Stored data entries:

--- START ---

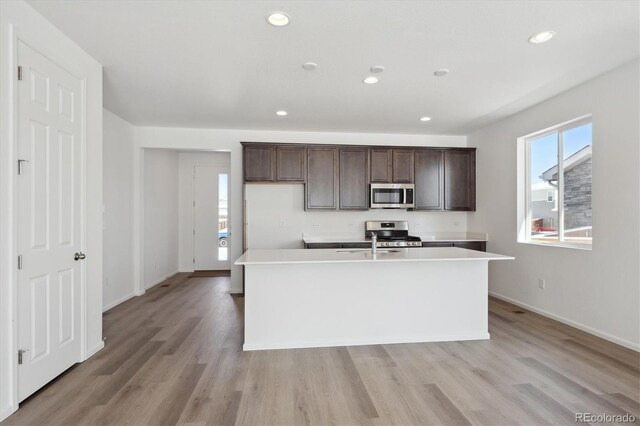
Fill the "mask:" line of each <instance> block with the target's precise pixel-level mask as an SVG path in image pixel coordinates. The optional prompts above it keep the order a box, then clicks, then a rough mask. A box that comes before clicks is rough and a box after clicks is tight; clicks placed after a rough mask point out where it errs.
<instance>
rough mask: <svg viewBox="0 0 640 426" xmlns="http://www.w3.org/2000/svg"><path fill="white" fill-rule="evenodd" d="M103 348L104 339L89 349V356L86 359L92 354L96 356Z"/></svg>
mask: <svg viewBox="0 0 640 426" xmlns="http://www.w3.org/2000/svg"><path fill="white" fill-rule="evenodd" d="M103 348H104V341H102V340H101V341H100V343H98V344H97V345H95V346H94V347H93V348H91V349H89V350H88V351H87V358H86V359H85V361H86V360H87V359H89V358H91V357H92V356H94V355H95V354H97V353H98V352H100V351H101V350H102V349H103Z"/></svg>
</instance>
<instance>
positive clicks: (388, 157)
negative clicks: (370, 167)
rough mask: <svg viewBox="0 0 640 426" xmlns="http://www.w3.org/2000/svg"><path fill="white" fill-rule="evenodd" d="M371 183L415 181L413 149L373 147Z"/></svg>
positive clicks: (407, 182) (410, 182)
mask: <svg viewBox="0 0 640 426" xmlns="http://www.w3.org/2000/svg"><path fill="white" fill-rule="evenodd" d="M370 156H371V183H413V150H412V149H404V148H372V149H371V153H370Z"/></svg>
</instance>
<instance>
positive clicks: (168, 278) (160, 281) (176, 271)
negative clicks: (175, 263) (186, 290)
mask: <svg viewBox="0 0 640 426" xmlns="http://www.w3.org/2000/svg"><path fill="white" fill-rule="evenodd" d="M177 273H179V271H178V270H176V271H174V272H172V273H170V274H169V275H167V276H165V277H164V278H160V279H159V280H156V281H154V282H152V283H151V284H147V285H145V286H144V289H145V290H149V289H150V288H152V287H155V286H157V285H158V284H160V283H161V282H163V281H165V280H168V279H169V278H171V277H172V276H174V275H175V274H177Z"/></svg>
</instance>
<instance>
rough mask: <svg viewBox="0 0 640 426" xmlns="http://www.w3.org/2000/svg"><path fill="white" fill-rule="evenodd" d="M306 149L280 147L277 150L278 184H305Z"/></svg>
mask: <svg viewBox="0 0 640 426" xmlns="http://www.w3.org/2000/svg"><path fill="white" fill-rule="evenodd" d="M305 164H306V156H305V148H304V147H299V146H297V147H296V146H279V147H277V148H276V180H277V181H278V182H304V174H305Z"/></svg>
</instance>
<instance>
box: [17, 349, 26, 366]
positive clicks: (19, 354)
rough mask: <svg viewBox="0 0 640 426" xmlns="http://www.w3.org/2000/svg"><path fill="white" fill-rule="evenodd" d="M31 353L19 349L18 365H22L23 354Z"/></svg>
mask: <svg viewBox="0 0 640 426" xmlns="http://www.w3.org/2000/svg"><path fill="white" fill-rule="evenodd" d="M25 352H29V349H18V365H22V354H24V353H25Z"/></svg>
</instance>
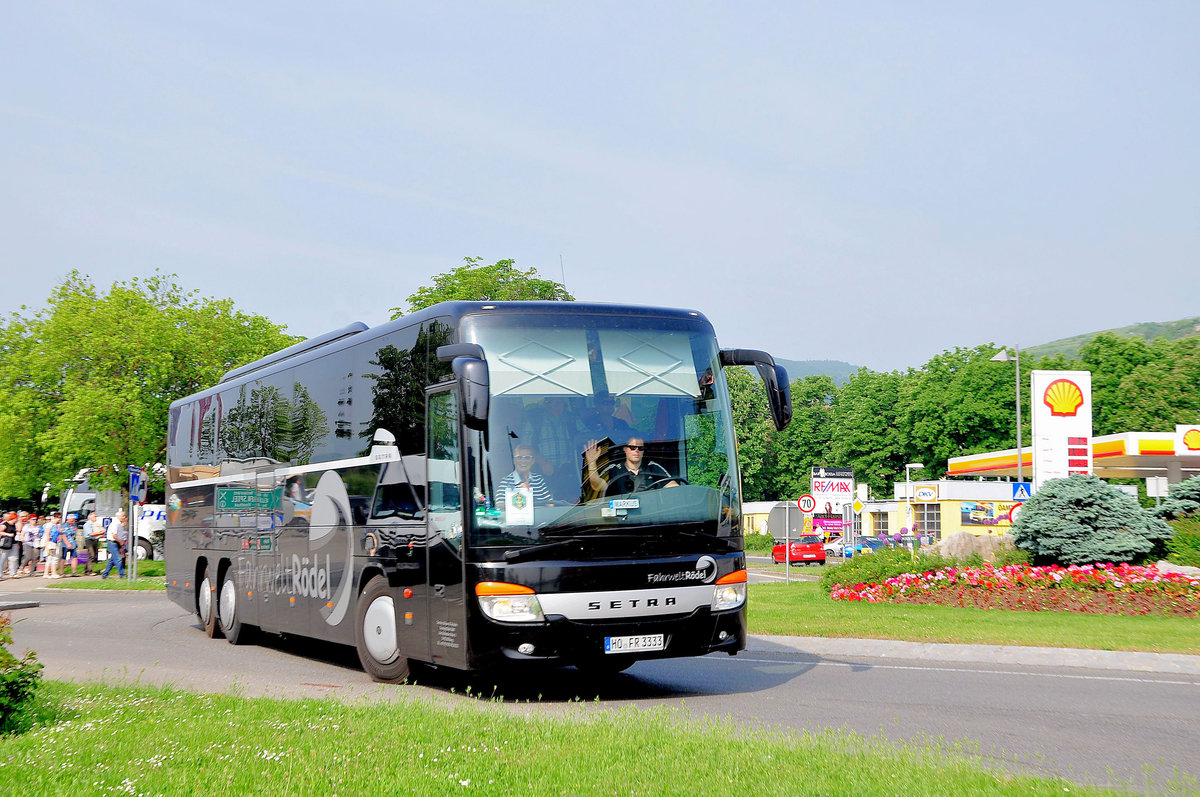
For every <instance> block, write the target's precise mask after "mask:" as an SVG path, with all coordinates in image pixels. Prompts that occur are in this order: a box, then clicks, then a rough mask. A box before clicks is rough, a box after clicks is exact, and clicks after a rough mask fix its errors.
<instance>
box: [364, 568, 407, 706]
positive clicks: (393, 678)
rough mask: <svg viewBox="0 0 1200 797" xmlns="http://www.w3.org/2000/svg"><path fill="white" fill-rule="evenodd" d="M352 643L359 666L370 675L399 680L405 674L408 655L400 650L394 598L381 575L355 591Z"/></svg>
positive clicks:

--- END ---

■ TASK GOAL: Pick out every line in the items above that contains the word "with", and copy each one in full.

■ WRITTEN SOLUTION:
Fill the "mask:" line of each <instance> block with the target's precise pixel-level mask as an SVG path in image pixel coordinates. The optional prompts above it keep the order a box, then clicks, then a rough mask. A box that comes before clicks is rough and a box after clicks is tight; clicks placed after a rough mask point out where it errs.
For every <instance> block, write the target's precise mask after "mask:" as an SVG path, with all coordinates in image pixels. Prompts that occur are in this order: a box, then clicks, then a rough mask. A box before clicks is rough, a box after clicks is exact, and clicks after a rough mask fix its errors.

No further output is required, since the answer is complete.